Условия заданий.
a – Кратко изложите списком абзац рецензии, который начинается словами «Главный герой фильма». Сохраните его основные факты.
b – Пожалуйста, перечислите всех музыкантов, названных в рецензии.
c – Перепишите из рецензии без изменений фрагмент, начиная со слов «Главный герой фильма» и заканчивая словами «же идеальный день.».

── Отрывок ──

Показать всю рецензиюПотом — это потом. А сейчас — это сейчас (с)
'Идеальные дни' - почти совершенное любовное признание Японии, Америке и простым радостям от Вима Вендерса
Когда раньше мне говорили, что Вим Вендерс - немец, я относился к таким заявлениям с подозрением. Ну какой же он немец. Это настоящий американец, снимающий один и тот же фильм всю свою жизнь. Такой нескончаемый роуд-муви с легкими остановками на перекус и сон в мотеле. Теперь я буду добавлять такую оговорку. Настоящий американец, но и еще чуть-чуть японец.
'Идеальные дни' - это, конечно, ода Японии. Ее ритму жизни, уличным вывесками, просыпающимся по утрам кофеманам, изучающих ассортимент местных вендинговых автоматов. В познании этого странного мира Вендерс преуспел, достиг какого-то личного дзэна и наконец-то перевел ощущения на язык кино.
Главный герой фильма - где-то 55-летний Хираяма. Он встает раньше восхода солнца, ухаживает за коллекцией момидзи и идет на работу чистильщиком городских туалетов. Вся его жизнь - повторяющиеся изо дня в день ритуалы. Он чистит зубы в одно время, есть один и тот же бутерброд с видом на одно и то же дерево, а после работы смотрит бейсбольный матч любимой команды. По сути, он проживает один и тот же идеальный день.
Даже выходные мало меняют привычный ритм, по сути дополняя его рутину. Сходить в бар ради местного крафта, проявить нащелканные на олимпус кадры зеленых крон любимого парка, по дороге послушать Патти Смит или Ван Моррисон. Лу Рид и его Perfect Day тут тоже, как можно догадаться из названия, есть.
Хотя мы видим вечную статику, словно наблюдая за движением камней в саду, 'Идеальные дни' - это фильм про динамику. Хираяма не стоит на месте, он последовательно живет эту жизнь ровно так, как ему хочется. В этой не столько буддистской, сколько синтоистской догме. Всматриваясь в небо не в поисках познания и ответов, а просто ради наблюдения за красотой, высшая степень которой заключено в самой сути вещей. Их повторяемости и вечности. Магия созерцания.

───
── Набор данных ──

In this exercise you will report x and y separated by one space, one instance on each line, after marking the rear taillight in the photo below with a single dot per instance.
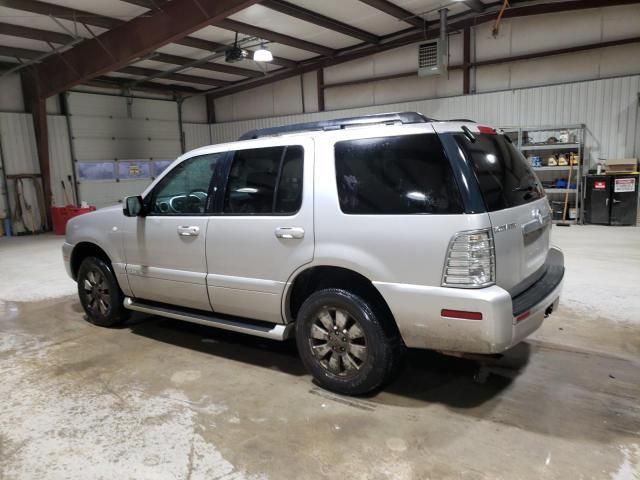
471 261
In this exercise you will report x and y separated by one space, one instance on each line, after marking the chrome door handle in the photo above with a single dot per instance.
188 231
290 232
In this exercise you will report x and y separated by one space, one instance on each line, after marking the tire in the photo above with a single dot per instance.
100 294
344 344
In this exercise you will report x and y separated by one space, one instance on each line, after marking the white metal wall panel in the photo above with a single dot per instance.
196 135
109 128
154 109
18 143
60 161
101 127
608 107
19 155
93 104
102 149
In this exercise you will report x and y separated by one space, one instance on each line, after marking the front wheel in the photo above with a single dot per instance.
100 294
343 343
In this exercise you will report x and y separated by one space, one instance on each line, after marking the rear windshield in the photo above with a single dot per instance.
506 179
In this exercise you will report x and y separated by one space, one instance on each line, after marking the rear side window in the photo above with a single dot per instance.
395 176
505 178
265 181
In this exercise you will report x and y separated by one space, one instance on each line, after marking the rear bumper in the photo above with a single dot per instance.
505 322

───

Список решений.
a –
- Главному герою фильма, Хираяме, около 55 лет.
- Он встает раньше восхода солнца, ухаживает за коллекцией момидзи и работает чистильщиком городских туалетов.
- Его жизнь состоит из повторяющихся ритуалов: он чистит зубы в одно время, ест один и тот же бутерброд с видом на одно и то же дерево, а после работы смотрит бейсбольный матч любимой команды.
- По сути, он проживает один и тот же идеальный день.

b – Патти Смит, Ван Моррисон, Лу Рид

c –
Главный герой фильма - где-то 55-летний Хираяма. Он встает раньше восхода солнца, ухаживает за коллекцией момидзи и идет на работу чистильщиком городских туалетов. Вся его жизнь - повторяющиеся изо дня в день ритуалы. Он чистит зубы в одно время, есть один и тот же бутерброд с видом на одно и то же дерево, а после работы смотрит бейсбольный матч любимой команды. По сути, он проживает один и тот же идеальный день.